OPDRACHTEN
1: Zet de alinea die begint met "Dat geldt trouwens ook" uit het fragment over biodiesel uit koolzaad hieronder om in een beknopte opsomming. Behoud daarbij de belangrijkste feiten.
2: Waarmee wordt het verminderde aanbod voor de diervoederindustrie volgens de minister waarschijnlijk gecompenseerd, zoals vermeld in het fragment over biodiesel uit koolzaad hieronder?
3: Neem uit het fragment over biodiesel uit koolzaad hieronder letterlijk het stuk over van "Uit de antwoorden" tot en met "de wereld tegengaat.".

GESELECTEERD FRAGMENT
Uit de antwoorden die minister Kaag heeft gegeven op Kamervragen van de Partij voor de dieren over de toename van bosverlies, kun je opmaken dat de productie van biodiesel uit Europese koolzaadolie vermindert ontbossing elders in de wereld. Hoe zit dat?
Minder Europees aanbod
Door de afname van de productie van biodiesel uit koolzaad is er in 2020 minder Europees koolzaad geplet (geperst), waardoor er minder eiwit uit koolzaad beschikbaar was voor de diervoederindustrie. Volgens de minister wordt dit verminderde aanbod waarschijnlijk gecompenseerd door geïmporteerde soja uit Noord- en/of Zuid-Amerika, die mede in verband wordt gebracht met ontbossing. De conclusie die we hieruit kunnen trekken is dat biodiesel gemaakt van Europese koolzaadolie ontbossing in andere delen van de wereld tegengaat.
Europese productie
Dat geldt trouwens ook voor de sojaolie van in Europa geteelde sojabonen: de Donausoja. Het verbod op het gebruik van sojaolie in biobrandstoffen beperkt de winstgevendheid van sojaboeren in Europa. Daarmee werpt het ook een barrière op voor de Europese Eiwitstrategie en de mogelijkheid om de afhankelijkheid van import te verminderen. Een boer kan alleen winstgevend produceren als alle componenten van het gewas dat hij verbouwt een bestemming krijgen.

VASTGELEGDE GEGEVENS

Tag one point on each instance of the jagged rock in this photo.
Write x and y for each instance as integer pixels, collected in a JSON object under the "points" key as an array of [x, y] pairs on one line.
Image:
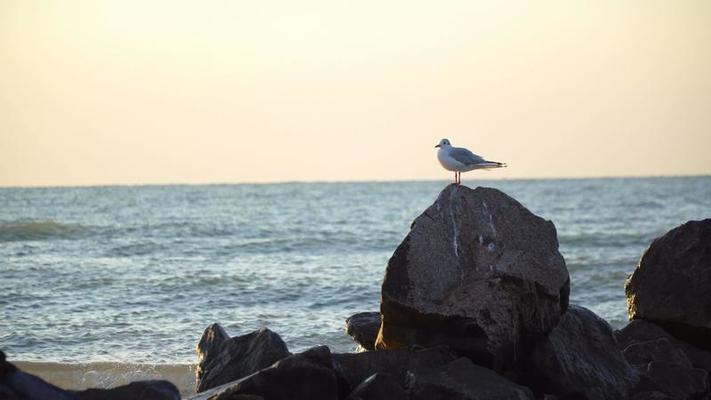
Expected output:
{"points": [[208, 347], [580, 359], [639, 331], [222, 360], [673, 380], [670, 286], [379, 387], [140, 390], [478, 272], [355, 368], [363, 328], [304, 376], [462, 380], [660, 349]]}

ANTWOORDEN
1:
- Wat voor Europese koolzaadolie geldt, geldt ook voor sojaolie van in Europa geteelde sojabonen, de Donausoja.
- Het verbod op sojaolie in biobrandstoffen beperkt de winstgevendheid van sojaboeren in Europa.
- Daarmee vormt het een barrière voor de Europese Eiwitstrategie en voor het verminderen van de afhankelijkheid van import.
- Een boer produceert alleen winstgevend als alle componenten van zijn gewas een bestemming krijgen.

2: Met geïmporteerde soja uit Noord- en/of Zuid-Amerika.

3:
Uit de antwoorden die minister Kaag heeft gegeven op Kamervragen van de Partij voor de dieren over de toename van bosverlies, kun je opmaken dat de productie van biodiesel uit Europese koolzaadolie vermindert ontbossing elders in de wereld. Hoe zit dat?
Minder Europees aanbod
Door de afname van de productie van biodiesel uit koolzaad is er in 2020 minder Europees koolzaad geplet (geperst), waardoor er minder eiwit uit koolzaad beschikbaar was voor de diervoederindustrie. Volgens de minister wordt dit verminderde aanbod waarschijnlijk gecompenseerd door geïmporteerde soja uit Noord- en/of Zuid-Amerika, die mede in verband wordt gebracht met ontbossing. De conclusie die we hieruit kunnen trekken is dat biodiesel gemaakt van Europese koolzaadolie ontbossing in andere delen van de wereld tegengaat.